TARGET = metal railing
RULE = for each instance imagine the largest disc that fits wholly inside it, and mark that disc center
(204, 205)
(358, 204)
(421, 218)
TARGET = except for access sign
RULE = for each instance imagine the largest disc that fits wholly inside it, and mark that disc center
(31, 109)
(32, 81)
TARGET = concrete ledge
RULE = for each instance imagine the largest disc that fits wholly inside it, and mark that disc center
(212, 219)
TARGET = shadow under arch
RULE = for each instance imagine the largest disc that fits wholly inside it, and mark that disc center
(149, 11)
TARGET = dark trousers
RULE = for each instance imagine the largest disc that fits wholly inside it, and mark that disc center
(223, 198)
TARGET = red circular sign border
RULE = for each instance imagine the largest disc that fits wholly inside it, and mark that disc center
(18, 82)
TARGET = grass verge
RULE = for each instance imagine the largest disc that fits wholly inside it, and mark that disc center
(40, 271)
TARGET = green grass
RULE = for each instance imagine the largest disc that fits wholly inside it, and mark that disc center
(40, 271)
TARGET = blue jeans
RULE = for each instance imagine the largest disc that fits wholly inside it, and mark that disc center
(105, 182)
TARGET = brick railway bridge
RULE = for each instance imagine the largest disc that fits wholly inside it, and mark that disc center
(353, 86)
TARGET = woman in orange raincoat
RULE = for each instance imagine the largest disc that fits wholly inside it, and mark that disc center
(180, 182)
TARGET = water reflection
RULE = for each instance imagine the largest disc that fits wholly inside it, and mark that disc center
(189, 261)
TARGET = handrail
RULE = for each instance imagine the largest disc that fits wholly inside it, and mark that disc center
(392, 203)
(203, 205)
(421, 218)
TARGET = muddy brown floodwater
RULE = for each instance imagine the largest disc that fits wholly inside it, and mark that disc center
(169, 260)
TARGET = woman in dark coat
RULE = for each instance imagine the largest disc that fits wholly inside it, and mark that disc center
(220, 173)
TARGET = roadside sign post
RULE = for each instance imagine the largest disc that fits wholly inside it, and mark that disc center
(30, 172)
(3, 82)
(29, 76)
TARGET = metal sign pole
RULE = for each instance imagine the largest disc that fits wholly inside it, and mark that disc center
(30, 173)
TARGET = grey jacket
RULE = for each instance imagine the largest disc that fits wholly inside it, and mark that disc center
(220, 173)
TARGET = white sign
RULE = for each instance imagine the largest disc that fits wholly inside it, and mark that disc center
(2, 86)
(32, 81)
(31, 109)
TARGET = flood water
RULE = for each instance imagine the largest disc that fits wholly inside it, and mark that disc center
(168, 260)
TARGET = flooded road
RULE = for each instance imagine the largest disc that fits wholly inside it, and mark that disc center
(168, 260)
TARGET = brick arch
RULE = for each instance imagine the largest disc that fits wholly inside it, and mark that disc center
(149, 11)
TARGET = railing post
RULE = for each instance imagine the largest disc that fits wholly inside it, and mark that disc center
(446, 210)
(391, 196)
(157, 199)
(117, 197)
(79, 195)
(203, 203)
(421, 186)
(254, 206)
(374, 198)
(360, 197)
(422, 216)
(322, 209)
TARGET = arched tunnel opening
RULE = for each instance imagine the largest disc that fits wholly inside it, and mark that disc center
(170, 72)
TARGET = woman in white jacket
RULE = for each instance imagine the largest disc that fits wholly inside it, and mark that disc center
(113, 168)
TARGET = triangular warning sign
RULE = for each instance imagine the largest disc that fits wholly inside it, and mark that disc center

* * *

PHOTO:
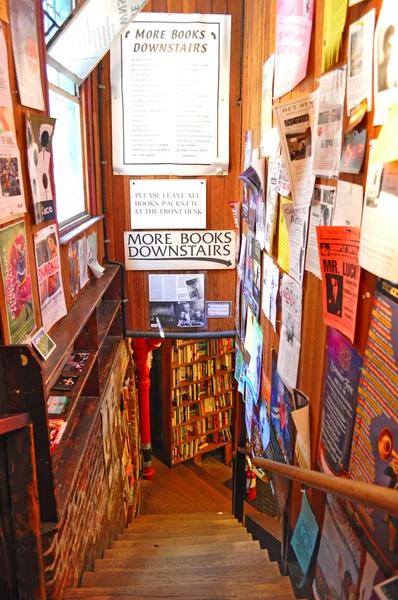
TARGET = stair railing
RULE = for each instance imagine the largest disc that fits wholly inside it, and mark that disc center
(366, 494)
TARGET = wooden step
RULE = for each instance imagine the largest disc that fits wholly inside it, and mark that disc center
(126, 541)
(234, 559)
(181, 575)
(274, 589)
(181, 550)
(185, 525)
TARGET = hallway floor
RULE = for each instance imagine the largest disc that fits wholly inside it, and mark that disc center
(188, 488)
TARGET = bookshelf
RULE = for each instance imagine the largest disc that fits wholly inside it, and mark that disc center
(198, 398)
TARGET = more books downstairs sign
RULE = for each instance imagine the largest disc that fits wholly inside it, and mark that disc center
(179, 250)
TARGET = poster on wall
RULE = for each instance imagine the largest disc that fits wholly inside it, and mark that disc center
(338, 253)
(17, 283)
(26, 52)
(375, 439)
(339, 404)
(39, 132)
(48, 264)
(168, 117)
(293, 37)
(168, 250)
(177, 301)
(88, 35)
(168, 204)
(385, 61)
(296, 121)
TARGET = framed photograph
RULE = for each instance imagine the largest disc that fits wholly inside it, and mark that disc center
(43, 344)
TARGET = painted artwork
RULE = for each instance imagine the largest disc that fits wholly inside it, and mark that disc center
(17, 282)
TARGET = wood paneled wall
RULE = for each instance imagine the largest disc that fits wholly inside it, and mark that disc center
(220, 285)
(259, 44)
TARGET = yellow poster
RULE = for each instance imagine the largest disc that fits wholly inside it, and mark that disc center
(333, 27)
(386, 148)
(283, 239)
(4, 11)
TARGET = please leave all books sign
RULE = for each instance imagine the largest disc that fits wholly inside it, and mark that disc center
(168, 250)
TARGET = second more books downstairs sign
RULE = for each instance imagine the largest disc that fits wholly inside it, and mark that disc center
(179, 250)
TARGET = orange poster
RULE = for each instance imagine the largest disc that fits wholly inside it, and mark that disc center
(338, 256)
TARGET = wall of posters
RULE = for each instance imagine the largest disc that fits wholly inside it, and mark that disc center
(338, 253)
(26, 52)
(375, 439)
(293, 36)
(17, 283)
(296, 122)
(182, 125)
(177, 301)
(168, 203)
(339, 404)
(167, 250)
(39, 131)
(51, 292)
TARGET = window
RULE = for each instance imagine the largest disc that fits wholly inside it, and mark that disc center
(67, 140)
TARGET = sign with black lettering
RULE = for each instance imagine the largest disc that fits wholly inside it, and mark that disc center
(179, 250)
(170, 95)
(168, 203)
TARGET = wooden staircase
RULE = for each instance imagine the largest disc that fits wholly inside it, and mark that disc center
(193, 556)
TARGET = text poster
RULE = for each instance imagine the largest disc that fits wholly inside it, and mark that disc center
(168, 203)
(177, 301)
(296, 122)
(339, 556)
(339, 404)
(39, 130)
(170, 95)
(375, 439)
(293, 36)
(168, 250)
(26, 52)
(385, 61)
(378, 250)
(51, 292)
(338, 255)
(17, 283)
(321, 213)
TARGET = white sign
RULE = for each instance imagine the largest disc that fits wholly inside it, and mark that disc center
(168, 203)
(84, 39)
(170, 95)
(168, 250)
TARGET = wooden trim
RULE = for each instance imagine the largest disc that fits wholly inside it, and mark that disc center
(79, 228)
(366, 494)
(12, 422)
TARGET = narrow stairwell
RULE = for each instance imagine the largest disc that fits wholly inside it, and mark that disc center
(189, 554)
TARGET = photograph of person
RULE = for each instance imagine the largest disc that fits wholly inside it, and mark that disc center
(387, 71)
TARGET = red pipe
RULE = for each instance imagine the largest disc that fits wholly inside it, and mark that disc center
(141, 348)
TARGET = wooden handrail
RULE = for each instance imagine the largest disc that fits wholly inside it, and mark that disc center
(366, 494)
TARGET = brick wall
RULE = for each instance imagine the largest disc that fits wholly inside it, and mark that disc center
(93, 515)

* * *

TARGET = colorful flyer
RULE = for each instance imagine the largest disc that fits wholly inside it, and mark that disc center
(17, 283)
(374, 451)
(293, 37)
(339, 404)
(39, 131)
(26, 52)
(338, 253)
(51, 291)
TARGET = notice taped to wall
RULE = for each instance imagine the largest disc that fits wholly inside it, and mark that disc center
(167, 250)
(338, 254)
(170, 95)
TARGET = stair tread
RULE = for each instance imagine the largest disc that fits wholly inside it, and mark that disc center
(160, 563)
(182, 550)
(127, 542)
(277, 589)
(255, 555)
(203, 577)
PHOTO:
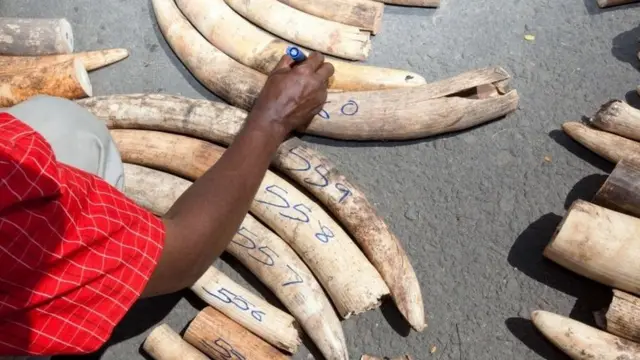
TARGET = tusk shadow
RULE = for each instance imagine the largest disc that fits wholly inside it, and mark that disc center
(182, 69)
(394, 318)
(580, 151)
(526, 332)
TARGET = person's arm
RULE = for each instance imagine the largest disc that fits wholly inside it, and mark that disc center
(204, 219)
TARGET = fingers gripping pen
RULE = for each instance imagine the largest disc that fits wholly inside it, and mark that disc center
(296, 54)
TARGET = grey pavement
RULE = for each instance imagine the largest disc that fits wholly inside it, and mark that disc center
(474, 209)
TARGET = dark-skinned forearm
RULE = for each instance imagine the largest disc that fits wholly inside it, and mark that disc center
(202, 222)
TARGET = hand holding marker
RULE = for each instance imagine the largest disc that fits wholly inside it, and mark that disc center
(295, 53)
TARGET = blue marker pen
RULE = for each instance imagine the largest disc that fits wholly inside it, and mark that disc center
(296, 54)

■ **What the exercise asks**:
Gather every line from the listing above that contains the word "wall".

■ **Completed task**:
TARGET = poster on wall
TARGET = wood paneled wall
TARGET = wall of posters
TARGET = brick wall
TARGET = notice taped to wall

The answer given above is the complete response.